Extracted records —

————————

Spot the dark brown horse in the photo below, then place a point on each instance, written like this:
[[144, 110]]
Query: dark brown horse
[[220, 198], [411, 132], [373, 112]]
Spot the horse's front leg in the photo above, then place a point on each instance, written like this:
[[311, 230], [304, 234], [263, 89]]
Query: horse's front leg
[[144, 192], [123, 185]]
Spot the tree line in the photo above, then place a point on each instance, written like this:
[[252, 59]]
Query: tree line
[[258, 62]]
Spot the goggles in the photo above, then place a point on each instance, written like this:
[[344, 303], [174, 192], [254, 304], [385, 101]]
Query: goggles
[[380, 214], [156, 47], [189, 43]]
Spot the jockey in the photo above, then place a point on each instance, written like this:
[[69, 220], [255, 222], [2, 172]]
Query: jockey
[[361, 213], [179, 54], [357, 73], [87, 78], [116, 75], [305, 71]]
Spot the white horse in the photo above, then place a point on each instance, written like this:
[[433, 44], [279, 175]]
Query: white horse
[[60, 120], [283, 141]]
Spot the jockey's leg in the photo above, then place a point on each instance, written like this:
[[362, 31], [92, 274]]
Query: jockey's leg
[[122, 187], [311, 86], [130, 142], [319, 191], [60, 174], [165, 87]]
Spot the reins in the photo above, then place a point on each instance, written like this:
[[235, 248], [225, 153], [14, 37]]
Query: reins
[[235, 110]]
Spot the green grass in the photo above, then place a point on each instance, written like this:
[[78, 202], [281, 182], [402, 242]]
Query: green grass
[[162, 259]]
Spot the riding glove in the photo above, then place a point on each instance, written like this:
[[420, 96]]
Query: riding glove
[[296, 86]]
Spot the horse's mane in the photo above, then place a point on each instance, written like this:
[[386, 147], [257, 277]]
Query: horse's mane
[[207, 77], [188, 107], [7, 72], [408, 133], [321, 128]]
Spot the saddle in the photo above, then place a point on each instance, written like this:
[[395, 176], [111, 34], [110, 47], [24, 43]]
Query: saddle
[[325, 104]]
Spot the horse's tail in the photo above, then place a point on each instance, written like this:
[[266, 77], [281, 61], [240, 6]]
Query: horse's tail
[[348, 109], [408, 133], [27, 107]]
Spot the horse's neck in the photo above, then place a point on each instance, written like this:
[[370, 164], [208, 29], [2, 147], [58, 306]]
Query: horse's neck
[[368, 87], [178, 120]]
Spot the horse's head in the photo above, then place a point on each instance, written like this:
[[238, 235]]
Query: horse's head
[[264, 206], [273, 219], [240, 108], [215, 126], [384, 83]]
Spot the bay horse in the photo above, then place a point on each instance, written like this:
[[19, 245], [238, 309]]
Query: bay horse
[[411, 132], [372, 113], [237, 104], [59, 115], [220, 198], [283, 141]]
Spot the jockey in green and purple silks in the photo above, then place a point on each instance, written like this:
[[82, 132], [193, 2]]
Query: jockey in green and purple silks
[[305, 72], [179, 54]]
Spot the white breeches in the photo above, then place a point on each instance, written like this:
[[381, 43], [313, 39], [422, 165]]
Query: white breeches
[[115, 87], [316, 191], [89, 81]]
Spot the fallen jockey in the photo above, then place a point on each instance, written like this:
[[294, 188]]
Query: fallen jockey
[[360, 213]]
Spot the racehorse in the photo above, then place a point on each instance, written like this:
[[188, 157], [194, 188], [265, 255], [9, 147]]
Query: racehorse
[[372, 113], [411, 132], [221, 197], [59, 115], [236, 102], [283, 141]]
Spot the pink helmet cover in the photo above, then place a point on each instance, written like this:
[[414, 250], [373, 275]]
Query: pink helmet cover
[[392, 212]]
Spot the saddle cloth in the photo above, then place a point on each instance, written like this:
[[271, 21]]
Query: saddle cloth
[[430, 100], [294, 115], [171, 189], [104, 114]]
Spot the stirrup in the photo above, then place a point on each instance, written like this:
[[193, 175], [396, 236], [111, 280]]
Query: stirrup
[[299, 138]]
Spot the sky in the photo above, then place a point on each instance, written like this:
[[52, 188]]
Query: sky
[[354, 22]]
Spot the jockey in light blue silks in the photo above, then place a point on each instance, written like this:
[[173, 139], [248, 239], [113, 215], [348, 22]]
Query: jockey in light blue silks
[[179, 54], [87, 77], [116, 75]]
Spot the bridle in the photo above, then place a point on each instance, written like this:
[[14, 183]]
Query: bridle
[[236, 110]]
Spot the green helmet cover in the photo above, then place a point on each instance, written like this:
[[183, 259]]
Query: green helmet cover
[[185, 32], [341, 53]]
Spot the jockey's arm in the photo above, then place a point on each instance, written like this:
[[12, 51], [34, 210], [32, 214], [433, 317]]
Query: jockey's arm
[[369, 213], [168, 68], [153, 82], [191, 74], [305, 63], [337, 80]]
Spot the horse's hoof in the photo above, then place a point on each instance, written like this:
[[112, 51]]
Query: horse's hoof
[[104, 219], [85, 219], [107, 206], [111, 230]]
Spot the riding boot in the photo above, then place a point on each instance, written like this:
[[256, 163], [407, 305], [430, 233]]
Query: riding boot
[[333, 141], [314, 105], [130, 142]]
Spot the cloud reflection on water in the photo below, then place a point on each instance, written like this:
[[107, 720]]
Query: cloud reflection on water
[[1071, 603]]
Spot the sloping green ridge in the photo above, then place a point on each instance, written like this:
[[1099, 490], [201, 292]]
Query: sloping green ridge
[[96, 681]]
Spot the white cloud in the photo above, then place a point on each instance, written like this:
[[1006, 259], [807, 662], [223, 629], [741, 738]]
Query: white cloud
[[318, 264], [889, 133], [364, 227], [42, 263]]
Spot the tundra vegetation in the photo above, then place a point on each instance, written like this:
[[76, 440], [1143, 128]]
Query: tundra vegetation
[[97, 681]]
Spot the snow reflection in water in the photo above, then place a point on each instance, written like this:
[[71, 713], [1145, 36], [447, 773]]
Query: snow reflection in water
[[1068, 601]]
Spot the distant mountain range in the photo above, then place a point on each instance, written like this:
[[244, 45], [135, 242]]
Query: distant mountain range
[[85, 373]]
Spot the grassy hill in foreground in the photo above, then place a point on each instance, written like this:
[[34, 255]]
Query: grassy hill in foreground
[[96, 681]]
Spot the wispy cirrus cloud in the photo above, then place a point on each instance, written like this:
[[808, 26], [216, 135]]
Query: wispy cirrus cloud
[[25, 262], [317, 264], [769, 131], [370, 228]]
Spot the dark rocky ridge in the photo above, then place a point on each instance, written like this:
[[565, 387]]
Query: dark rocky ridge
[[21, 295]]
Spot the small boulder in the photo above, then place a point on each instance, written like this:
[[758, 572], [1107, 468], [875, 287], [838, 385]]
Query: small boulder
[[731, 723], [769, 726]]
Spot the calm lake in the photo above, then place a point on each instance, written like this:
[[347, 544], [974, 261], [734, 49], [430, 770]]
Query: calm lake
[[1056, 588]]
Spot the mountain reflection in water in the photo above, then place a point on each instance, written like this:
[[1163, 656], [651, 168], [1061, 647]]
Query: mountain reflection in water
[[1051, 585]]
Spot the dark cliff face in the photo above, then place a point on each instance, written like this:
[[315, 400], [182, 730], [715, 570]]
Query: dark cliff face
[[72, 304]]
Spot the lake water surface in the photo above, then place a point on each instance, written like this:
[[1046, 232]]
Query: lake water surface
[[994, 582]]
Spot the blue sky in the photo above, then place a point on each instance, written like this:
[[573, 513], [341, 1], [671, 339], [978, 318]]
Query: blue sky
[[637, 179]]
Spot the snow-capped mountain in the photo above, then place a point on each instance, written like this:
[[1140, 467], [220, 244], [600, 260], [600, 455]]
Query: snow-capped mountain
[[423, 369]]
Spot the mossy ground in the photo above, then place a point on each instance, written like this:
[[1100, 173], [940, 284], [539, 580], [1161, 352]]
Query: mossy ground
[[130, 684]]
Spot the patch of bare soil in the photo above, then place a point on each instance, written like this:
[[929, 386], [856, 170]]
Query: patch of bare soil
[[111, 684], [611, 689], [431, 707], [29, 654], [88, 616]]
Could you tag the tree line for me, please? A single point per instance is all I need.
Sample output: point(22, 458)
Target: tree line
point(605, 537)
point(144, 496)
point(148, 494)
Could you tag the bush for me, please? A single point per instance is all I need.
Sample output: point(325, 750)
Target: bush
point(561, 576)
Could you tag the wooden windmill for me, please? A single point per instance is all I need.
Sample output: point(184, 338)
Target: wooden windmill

————————

Exercise prompt —
Lines that hold the word "single" are the ones to copy from the entries above.

Finished task —
Could you tag the tree line for me, please? A single point per instance is all I need.
Could you tag the bush for me, please? A single point per instance is all I need.
Could you tag the wooden windmill for me, please? A single point per instance is all I need.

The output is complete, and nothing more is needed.